Extracted records section start
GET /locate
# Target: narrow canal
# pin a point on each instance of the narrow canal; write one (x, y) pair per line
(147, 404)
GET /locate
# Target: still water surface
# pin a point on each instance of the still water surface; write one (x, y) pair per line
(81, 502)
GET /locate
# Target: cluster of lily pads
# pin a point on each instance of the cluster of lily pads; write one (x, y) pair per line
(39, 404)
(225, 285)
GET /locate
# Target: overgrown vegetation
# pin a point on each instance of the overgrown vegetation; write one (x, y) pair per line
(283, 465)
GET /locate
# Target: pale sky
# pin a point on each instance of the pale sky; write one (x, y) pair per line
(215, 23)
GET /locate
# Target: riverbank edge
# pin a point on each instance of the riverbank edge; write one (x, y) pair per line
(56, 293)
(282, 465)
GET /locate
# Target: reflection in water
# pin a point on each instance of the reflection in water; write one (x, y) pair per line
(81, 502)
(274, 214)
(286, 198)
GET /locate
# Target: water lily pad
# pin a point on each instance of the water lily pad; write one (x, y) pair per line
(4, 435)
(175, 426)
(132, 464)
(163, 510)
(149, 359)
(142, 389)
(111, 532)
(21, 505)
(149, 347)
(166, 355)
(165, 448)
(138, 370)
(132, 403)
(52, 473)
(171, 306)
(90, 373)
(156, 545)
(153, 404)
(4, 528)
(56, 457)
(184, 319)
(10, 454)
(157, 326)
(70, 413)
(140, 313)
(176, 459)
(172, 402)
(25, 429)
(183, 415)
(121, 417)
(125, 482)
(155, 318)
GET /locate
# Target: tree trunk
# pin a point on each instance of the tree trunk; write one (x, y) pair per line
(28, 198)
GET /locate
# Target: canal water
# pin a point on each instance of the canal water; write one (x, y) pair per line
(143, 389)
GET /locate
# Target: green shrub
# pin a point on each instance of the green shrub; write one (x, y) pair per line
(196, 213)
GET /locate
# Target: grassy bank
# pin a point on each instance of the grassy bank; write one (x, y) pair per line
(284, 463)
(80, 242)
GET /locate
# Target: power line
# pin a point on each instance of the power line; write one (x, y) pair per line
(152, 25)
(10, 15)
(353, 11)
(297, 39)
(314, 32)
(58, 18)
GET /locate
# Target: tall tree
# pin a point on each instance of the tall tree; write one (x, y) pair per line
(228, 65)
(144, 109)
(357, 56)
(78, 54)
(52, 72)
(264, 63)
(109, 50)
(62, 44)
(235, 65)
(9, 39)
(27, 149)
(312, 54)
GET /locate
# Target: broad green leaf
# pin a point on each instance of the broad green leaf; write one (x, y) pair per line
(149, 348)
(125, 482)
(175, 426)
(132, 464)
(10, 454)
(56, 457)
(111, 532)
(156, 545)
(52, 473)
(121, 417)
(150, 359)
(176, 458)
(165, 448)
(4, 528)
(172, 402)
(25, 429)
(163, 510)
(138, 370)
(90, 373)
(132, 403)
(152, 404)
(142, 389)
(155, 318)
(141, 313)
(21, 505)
Extracted records section end
> [Required work]
Each record above should be repeated exactly as it appears.

> [Exercise response]
GET /locate
# Target: narrow canal
# pin a point on each instance of the narrow canal; write one (x, y) pair per line
(147, 404)
GET /locate
# Target: still water surface
# pin a point on each instance of the still water surface; write one (x, y) pair per line
(81, 502)
GET /locate
# Target: cluster of lily pads
# pin a point on each instance of the cluster of lily pads; write one (x, y) pair per line
(39, 404)
(225, 285)
GET /locate
# Target: overgrown vegetation
# pin a point on each instance of the overgrown vegetation; write one (x, y) pair per line
(283, 465)
GET /locate
# Target: pale sky
# pin a point on each instance of the pale sky; write one (x, y) pair per line
(215, 23)
GET /locate
# Target: riverbank edge
# pin a point on each instance of the riverbank edge; write one (x, y) pair per line
(56, 293)
(282, 465)
GET /locate
# Target: reflection in water
# pin a point on each instance of the reflection in water; write one (x, y) pair per line
(81, 502)
(274, 214)
(286, 198)
GET /locate
# Target: water lily pad
# pin a point on each instance of the water lily pad; write one (x, y) pair per line
(4, 435)
(175, 426)
(132, 464)
(163, 510)
(149, 359)
(142, 389)
(111, 532)
(21, 505)
(149, 347)
(166, 355)
(165, 448)
(138, 370)
(132, 403)
(52, 473)
(171, 306)
(90, 373)
(156, 545)
(153, 404)
(4, 528)
(56, 457)
(184, 319)
(10, 454)
(157, 326)
(70, 413)
(140, 313)
(176, 459)
(172, 402)
(25, 429)
(183, 415)
(121, 417)
(125, 482)
(155, 318)
GET /locate
# Target: tree trunk
# pin a point on each instance of the tree trunk; write one (x, y) pair per line
(28, 198)
GET /locate
# Target: canal water
# pin a point on each instance of the canal water; write one (x, y) pair per line
(143, 389)
GET /locate
# Target: green shrub
# pin a point on each instance of the green shrub; write one (x, y) pair per line
(196, 213)
GET /locate
# Target: grassy bank
# pin a point on each instance of the grassy bank; write one (x, y) pair per line
(284, 463)
(80, 242)
GET /locate
# Target: power line
# pin a point on each instance of the power line; write one (x, y) pair per line
(152, 25)
(10, 15)
(353, 11)
(297, 39)
(314, 32)
(58, 18)
GET /locate
# Target: tall tree
# pin a point on each instance of the tall tree; write one (x, y) pair per line
(228, 65)
(144, 109)
(357, 56)
(78, 54)
(52, 72)
(264, 63)
(109, 50)
(62, 44)
(235, 65)
(9, 39)
(27, 149)
(312, 54)
GET /locate
# Target: broad green leaf
# pin a point on each instance of the broad green leaf; write one (x, y) pair per line
(149, 348)
(125, 482)
(175, 426)
(132, 464)
(10, 454)
(56, 457)
(111, 532)
(156, 545)
(52, 473)
(121, 417)
(150, 359)
(176, 458)
(165, 448)
(4, 528)
(172, 402)
(25, 429)
(163, 510)
(138, 370)
(90, 373)
(132, 403)
(152, 404)
(142, 389)
(155, 318)
(141, 313)
(21, 505)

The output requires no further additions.